## [WRITTEN TASK 1]
In the rows, take the part that opens with the line containing "Annotation pass 2 — re-examine this image for any white sky" and closes with the line containing "[0,0,588,1119]", and rename every "re-examine" as "recheck", leaving everything else unchanged. Leave the pictures out of your answer.

======== TEXT SHOWN

Just comparing a 25 Mhz A4000/040 with any 25 Mhz PC clone would make anyone understand that clockspeed solely, is no good way to determine the overall performance of a machine. The operating system and graphic chipset are in my opinion far more important components for multimedia applications. Current PPC chips will be sufficient for almost any task thinkable, for which the average user is interested in. Do users need a Ghz CPU to write emails, surf the internet, listen to MP3s, watch movies or use a spreadsheet? I don’t think so!
Although I do agree that mainstream OS developments do amaze us at times with the ability to make us feel the need for even more raw computing power to just do simple things, this due to unexpected slowness or hickups. This is a problem with the OSes and some very inefficiently written programs and are not problems caused by the raw computing power of our hardware.
Some people have brought up some more misconceptions about the AmigaOne again which need correcting.
1. They are being evaluated by dealers
Nope. In order to evaluate boards the dealers would first have to receive them. Despite ordering back in March no dealers have an A1 G3 and none are expected to arrive until the end of next week at the earliest.
2. These high prices are temporary
Nope. In fact the initial run of boards are *cheaper* than those which will be bought by ordinary customers, presumably subsidised by a desperate Eyetech/AInc. G3s are more expensive than would be justified in a competitive market and these are custom motherboards hence high manufacturing costs.

================

## [WRITTEN TASK 2]
In the AmigaOne discussion, why are the boards expensive? Answer in one to three sentences.

======== DATA RECORDS

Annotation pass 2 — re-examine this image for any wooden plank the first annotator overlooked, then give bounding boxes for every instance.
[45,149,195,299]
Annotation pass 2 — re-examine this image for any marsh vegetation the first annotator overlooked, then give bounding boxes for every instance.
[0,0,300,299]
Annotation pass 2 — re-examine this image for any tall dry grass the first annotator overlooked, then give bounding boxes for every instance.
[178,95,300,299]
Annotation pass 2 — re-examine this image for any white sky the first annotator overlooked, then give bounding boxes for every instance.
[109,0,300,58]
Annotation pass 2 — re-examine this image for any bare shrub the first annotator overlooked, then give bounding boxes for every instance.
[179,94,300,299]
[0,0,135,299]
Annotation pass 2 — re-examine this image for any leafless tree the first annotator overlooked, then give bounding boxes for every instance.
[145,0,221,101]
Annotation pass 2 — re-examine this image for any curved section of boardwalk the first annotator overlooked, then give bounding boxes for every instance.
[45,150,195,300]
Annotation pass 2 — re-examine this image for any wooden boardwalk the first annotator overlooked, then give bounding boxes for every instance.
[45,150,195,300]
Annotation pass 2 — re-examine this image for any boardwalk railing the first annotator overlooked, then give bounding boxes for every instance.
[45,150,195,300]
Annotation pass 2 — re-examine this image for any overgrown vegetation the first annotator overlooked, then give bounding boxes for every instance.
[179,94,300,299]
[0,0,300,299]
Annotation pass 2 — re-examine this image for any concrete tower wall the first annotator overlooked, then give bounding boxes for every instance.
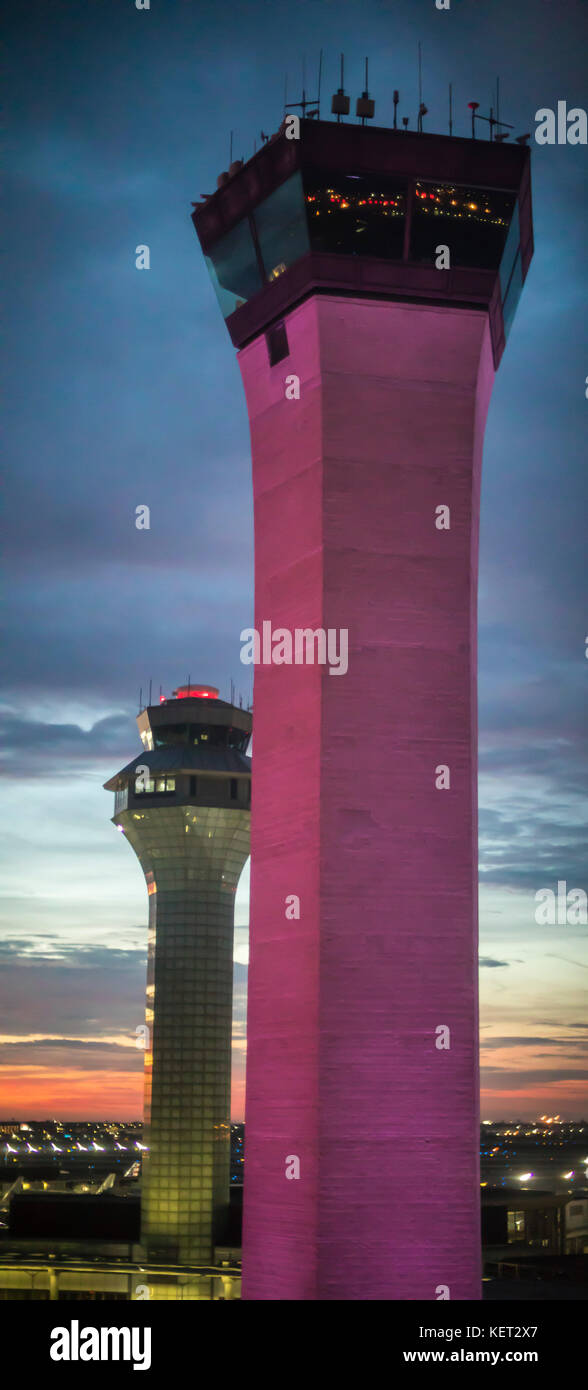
[115,805,249,1264]
[239,295,493,1300]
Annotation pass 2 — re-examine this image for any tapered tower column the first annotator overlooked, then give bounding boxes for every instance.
[239,296,493,1300]
[106,687,252,1265]
[193,118,532,1301]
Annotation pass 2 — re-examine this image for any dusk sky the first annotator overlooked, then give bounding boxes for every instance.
[0,0,588,1119]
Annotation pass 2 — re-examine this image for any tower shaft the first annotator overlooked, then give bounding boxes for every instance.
[239,293,493,1300]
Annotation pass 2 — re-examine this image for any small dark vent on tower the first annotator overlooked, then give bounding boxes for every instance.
[266,320,291,367]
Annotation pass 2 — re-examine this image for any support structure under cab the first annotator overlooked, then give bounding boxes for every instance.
[193,120,532,1301]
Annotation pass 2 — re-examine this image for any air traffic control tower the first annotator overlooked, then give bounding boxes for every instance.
[193,100,532,1301]
[106,685,252,1273]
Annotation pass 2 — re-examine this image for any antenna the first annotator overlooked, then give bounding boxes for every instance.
[356,58,375,125]
[284,49,322,117]
[331,54,349,122]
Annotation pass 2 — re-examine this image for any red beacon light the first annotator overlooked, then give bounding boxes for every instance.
[172,685,218,699]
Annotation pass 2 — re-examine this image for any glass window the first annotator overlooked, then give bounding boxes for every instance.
[254,172,310,279]
[502,250,523,338]
[500,203,521,300]
[204,218,261,318]
[506,1212,524,1244]
[410,181,514,270]
[156,724,188,748]
[304,174,406,260]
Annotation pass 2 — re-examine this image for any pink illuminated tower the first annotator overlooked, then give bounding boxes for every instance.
[193,99,532,1301]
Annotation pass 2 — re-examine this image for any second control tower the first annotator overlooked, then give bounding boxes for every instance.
[106,685,252,1265]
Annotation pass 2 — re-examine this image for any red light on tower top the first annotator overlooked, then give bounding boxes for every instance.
[172,685,218,699]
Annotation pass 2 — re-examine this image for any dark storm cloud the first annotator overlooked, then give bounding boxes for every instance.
[482,1033,587,1055]
[480,1062,588,1091]
[0,1037,143,1073]
[0,933,146,1037]
[0,712,135,778]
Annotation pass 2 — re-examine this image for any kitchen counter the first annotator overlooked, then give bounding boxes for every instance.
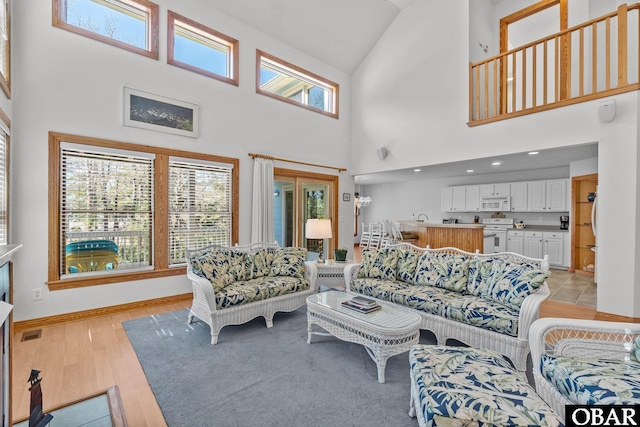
[398,221,484,253]
[397,221,484,228]
[509,225,569,233]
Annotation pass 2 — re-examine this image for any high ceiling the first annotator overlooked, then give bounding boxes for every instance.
[355,143,598,185]
[202,0,415,74]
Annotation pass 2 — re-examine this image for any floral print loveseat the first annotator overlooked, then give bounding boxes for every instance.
[186,243,318,344]
[529,318,640,418]
[346,243,549,371]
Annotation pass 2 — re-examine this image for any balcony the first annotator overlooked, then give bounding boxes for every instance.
[468,3,640,126]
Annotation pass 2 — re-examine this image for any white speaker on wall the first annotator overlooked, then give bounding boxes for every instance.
[598,99,616,122]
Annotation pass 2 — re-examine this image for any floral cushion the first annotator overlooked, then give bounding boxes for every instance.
[540,354,640,405]
[467,258,494,297]
[482,259,550,309]
[358,248,399,280]
[629,335,640,362]
[414,253,469,292]
[190,248,246,292]
[409,345,562,426]
[396,251,422,283]
[245,248,278,280]
[269,247,307,278]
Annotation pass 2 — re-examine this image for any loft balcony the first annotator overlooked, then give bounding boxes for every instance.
[469,3,640,126]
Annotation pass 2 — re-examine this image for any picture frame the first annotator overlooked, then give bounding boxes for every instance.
[124,86,199,138]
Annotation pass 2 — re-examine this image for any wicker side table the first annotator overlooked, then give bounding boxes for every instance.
[307,291,422,383]
[316,259,353,291]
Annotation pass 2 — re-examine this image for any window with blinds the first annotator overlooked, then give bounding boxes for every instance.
[60,148,153,276]
[0,129,9,245]
[169,159,233,265]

================

## [COMPLETE RESPONSE 1]
Annotation pass 2 — recheck this image for any white sky the first annotator overlooked, then give bounding boxes for every instance.
[109,0,300,58]
Annotation pass 2 — recheck this image for any bare shrub the first annotator overlooked, then give bounding boxes for every instance.
[179,94,300,299]
[0,0,135,299]
Annotation pass 2 — recheck this image for any leafless tree the first annotator overlooked, then give bounding boxes for every instance.
[145,0,221,101]
Annotation pass 2 — recheck this image for any curved section of boardwalk the first annotator overlooked, then give bounding boxes for every instance.
[45,150,195,300]
Annotation pass 2 — recheck this image for any wooden boardwalk the first annotator overlooked, then give bounding boxes for every instance.
[45,150,195,300]
Annotation pass 2 — recheck this image for any boardwalk railing the first annotator overlooked, then give bounding boxes for every instance.
[45,150,195,300]
Annotation pass 2 — recheck this image for any overgrown vegetation the first annotator overlooked, then give bounding boxes for every instance.
[179,94,300,299]
[0,0,300,299]
Annotation pass 2 — recheck this image for any concrete tower wall the first annotator overlooked, then give bounding boxes for every instance.
[115,805,249,1264]
[239,295,493,1300]
Annotation pass 2 — recheck this image for any tapered tower column the first annotator overlooked, then give bounding boxes for every instance.
[239,296,493,1300]
[106,687,252,1265]
[193,118,532,1301]
Annotation pass 2 — recheck this image for any dusk sky the first annotator overlooked, then give bounding boxes for every instance.
[0,0,588,1119]

## [COMPLETE RESPONSE 2]
G3 chips cost more than a competitive market would justify. The boards are also custom motherboards, which means high manufacturing costs.